**Your goal:**
Find all the lines in the material below with the word "dirt", and copy them.

**Records for this task:**
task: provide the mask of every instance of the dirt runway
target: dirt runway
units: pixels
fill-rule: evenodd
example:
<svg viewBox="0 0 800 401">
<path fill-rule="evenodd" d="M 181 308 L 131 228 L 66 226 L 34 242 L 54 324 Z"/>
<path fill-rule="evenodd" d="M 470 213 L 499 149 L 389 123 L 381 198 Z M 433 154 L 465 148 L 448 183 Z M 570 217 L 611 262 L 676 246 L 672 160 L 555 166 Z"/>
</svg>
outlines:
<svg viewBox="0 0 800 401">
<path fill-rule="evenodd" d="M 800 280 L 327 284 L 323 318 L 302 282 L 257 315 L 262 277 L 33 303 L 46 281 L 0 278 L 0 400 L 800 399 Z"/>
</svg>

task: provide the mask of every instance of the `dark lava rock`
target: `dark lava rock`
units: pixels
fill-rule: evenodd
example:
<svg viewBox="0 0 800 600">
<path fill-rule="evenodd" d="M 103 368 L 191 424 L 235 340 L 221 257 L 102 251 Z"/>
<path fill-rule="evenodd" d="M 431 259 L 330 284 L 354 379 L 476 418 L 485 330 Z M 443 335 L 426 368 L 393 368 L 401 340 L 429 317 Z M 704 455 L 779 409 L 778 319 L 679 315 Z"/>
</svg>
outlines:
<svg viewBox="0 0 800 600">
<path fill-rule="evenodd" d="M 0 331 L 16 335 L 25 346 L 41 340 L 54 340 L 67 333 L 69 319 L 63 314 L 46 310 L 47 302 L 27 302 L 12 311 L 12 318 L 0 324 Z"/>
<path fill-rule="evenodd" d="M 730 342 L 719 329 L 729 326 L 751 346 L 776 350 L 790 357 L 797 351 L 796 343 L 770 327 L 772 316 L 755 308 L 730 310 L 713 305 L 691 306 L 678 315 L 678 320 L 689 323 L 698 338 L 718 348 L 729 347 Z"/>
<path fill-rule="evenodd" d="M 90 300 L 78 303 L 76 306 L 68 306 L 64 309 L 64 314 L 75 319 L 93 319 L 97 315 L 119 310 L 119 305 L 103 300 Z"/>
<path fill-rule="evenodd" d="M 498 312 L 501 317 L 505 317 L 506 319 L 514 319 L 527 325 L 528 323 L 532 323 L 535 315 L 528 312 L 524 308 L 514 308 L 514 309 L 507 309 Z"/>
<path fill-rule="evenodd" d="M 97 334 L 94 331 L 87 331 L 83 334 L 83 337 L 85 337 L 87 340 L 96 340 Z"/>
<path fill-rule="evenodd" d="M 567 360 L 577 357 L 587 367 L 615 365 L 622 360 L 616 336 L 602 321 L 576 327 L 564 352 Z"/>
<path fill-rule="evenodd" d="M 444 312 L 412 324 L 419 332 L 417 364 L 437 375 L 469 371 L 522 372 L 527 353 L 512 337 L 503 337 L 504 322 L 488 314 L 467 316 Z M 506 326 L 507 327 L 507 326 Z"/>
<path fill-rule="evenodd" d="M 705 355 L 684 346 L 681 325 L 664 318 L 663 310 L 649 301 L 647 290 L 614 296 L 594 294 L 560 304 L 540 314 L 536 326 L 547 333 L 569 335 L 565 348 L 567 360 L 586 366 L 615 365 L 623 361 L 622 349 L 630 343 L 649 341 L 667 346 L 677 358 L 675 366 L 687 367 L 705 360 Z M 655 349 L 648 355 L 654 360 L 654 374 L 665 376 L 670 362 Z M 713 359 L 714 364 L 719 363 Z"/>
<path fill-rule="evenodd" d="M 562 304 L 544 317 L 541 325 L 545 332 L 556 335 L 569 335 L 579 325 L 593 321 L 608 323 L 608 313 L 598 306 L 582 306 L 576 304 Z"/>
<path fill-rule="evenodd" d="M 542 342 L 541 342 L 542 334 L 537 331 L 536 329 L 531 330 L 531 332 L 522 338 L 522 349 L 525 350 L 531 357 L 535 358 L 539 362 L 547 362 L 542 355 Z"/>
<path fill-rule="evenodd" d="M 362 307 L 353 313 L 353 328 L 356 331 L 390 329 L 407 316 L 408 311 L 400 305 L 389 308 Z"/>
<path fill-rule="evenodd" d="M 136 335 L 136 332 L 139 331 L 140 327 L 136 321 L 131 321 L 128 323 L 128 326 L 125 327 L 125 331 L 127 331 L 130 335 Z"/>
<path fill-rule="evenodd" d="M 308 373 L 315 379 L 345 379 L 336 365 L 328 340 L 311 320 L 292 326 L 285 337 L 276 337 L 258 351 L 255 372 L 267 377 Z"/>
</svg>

**Response:**
task: provide the mask of every instance of the dirt runway
target: dirt runway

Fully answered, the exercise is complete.